(Records from a dataset)
--- Begin ---
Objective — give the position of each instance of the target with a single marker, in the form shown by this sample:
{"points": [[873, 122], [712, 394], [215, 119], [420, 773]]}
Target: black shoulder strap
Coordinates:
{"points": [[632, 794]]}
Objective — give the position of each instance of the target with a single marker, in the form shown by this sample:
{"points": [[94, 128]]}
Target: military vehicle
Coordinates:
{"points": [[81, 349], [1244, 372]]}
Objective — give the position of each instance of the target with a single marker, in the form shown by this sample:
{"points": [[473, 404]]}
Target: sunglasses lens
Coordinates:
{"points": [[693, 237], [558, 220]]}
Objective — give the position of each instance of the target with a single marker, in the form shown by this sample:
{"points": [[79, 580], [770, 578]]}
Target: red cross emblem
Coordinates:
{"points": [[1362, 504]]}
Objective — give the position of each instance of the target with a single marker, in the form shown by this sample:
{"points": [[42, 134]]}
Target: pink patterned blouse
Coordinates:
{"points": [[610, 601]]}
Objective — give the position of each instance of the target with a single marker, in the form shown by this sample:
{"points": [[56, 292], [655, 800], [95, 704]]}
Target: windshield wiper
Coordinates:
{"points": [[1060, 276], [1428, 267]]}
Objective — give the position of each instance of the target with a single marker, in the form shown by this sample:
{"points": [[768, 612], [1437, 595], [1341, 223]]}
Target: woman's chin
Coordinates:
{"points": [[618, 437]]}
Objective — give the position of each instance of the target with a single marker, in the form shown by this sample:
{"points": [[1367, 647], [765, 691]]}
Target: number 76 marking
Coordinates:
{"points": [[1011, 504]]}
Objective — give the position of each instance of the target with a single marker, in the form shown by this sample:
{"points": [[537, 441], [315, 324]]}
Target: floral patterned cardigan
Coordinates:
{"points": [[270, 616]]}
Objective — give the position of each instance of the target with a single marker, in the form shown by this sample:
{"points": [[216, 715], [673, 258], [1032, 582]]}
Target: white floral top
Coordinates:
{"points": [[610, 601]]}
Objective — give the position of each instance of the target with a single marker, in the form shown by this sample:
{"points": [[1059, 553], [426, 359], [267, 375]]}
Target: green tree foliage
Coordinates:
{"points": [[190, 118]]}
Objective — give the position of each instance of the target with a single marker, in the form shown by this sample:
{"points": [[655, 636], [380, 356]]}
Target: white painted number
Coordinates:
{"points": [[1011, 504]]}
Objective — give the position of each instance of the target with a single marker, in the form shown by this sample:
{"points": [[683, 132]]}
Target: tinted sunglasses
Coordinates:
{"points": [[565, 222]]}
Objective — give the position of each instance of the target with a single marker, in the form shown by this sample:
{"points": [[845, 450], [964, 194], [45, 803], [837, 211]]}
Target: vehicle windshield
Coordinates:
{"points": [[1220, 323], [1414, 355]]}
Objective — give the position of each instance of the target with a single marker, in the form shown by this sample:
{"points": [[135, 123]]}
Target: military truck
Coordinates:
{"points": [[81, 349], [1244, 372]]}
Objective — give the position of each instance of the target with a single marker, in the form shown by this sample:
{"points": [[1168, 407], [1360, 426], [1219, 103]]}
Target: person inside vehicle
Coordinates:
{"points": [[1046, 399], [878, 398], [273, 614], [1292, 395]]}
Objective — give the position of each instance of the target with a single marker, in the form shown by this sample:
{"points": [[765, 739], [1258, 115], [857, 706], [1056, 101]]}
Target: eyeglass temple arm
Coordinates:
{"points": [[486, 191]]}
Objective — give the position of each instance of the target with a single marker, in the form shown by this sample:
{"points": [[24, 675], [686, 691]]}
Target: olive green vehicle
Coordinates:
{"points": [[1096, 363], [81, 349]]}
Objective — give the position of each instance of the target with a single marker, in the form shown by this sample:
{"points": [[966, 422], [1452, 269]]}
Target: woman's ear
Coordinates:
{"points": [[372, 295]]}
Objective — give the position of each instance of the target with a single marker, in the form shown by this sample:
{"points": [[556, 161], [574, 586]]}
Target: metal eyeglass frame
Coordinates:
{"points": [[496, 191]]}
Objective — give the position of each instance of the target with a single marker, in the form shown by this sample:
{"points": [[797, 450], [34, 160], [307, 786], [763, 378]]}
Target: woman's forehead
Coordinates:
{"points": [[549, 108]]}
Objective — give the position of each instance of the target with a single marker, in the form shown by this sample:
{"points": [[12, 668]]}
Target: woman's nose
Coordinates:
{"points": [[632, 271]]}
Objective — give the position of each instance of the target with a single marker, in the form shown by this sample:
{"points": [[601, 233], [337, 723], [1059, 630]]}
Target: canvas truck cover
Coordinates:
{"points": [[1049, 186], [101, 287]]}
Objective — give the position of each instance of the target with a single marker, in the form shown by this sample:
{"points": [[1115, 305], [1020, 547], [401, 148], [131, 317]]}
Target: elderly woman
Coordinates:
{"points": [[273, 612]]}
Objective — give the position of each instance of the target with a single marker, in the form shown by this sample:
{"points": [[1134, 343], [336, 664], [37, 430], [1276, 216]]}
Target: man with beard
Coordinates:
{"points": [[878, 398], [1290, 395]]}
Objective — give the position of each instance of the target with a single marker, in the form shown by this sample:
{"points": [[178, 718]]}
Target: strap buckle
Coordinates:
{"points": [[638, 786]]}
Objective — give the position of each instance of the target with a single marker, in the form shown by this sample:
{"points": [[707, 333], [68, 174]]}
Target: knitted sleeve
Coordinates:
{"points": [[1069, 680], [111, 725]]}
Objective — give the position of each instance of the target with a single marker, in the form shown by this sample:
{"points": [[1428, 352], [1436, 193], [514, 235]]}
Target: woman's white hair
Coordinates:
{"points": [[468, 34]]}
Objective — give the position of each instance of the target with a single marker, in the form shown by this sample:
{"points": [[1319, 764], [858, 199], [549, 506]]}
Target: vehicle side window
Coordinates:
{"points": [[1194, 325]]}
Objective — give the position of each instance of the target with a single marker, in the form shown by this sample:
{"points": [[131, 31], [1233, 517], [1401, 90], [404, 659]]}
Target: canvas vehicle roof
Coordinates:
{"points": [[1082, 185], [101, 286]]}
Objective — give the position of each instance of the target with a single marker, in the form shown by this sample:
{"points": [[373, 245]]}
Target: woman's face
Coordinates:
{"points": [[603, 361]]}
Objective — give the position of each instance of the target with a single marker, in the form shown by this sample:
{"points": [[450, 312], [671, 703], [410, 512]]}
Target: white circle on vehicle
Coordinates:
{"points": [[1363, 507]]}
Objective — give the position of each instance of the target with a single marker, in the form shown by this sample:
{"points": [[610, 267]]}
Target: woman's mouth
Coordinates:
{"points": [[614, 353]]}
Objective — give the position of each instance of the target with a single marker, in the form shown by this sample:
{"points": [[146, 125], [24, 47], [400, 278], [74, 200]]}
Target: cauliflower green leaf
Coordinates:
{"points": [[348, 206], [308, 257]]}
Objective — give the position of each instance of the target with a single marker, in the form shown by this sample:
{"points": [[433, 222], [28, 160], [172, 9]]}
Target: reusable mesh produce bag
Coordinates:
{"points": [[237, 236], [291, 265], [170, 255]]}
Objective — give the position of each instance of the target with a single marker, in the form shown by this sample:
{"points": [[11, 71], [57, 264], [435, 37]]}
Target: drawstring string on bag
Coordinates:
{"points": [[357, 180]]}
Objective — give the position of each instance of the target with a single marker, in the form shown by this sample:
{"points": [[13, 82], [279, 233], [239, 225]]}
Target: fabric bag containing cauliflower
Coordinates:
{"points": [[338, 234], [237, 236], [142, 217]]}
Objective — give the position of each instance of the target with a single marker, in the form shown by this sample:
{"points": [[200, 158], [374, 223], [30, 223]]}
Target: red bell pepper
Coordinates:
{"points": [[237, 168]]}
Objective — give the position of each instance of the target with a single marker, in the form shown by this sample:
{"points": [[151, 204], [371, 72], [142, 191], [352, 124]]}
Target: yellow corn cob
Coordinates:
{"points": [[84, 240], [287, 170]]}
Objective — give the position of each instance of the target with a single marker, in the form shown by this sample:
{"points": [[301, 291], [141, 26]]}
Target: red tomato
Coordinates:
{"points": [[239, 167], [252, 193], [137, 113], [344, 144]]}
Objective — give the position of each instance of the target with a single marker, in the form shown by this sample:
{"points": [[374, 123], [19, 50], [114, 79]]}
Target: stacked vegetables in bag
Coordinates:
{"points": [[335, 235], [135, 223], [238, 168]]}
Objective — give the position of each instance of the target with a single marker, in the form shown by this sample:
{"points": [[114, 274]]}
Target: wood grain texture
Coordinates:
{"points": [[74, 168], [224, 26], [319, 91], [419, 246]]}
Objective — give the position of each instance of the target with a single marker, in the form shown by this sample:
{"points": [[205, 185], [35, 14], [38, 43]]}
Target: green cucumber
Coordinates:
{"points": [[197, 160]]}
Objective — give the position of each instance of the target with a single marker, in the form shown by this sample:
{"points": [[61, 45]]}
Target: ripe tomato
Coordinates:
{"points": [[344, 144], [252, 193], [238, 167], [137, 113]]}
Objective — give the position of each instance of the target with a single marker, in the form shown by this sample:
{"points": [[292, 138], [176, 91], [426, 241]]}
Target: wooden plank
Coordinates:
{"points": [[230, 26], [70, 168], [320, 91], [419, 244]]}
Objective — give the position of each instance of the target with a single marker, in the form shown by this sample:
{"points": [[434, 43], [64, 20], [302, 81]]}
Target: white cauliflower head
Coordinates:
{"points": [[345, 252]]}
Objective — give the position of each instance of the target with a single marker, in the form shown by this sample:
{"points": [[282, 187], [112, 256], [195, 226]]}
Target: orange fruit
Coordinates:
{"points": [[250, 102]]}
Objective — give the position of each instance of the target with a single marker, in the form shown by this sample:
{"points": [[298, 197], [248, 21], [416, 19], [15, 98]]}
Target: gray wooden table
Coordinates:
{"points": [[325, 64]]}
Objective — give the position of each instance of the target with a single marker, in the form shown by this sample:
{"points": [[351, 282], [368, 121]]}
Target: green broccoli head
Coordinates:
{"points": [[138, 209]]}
--- End ---
--- Begin ---
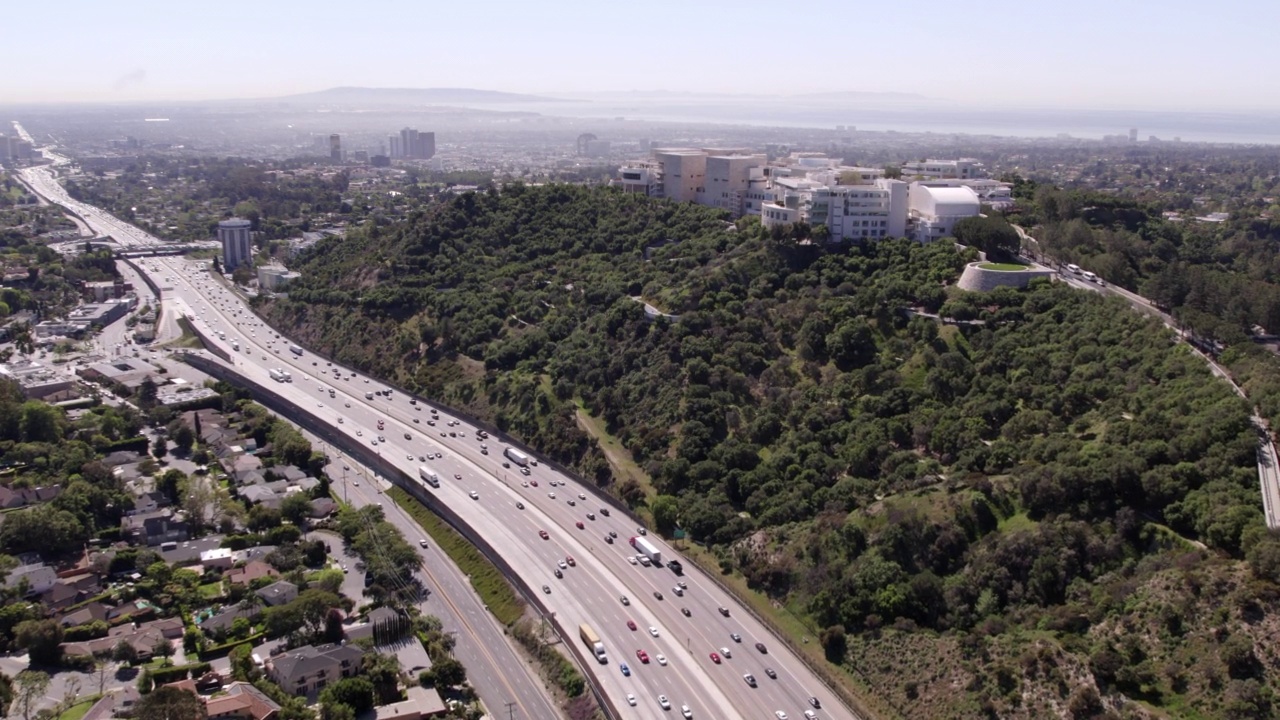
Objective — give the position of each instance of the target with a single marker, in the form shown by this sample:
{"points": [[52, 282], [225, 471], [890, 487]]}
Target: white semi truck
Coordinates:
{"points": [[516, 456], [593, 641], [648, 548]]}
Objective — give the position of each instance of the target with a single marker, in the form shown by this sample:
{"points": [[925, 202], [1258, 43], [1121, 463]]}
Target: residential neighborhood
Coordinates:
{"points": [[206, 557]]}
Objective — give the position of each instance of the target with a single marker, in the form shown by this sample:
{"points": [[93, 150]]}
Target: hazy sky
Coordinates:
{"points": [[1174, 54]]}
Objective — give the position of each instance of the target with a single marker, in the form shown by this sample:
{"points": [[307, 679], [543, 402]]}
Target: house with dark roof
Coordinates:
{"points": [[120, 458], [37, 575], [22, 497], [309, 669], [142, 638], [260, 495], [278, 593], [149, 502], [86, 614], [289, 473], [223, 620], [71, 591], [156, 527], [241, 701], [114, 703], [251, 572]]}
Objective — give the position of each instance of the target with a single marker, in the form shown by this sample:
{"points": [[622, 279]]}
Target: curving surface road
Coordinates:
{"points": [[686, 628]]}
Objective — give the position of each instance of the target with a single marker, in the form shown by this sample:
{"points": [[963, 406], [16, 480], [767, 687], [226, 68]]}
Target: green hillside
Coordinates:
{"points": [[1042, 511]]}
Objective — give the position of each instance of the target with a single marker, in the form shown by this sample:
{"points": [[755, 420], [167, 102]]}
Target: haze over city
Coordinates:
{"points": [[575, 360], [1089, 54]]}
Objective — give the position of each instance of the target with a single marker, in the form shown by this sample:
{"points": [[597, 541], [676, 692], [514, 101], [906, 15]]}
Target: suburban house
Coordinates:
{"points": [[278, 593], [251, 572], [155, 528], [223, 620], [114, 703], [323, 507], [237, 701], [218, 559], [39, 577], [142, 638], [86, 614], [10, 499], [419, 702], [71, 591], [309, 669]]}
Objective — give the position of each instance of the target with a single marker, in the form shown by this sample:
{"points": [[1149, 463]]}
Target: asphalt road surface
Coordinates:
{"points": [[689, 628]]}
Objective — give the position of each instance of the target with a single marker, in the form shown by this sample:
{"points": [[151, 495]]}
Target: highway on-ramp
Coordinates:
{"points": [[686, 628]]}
--- End ---
### What is required
Extract each line of the material that contains the word "number". Case counts.

### Response
Target: number 76 marking
Target: white painted number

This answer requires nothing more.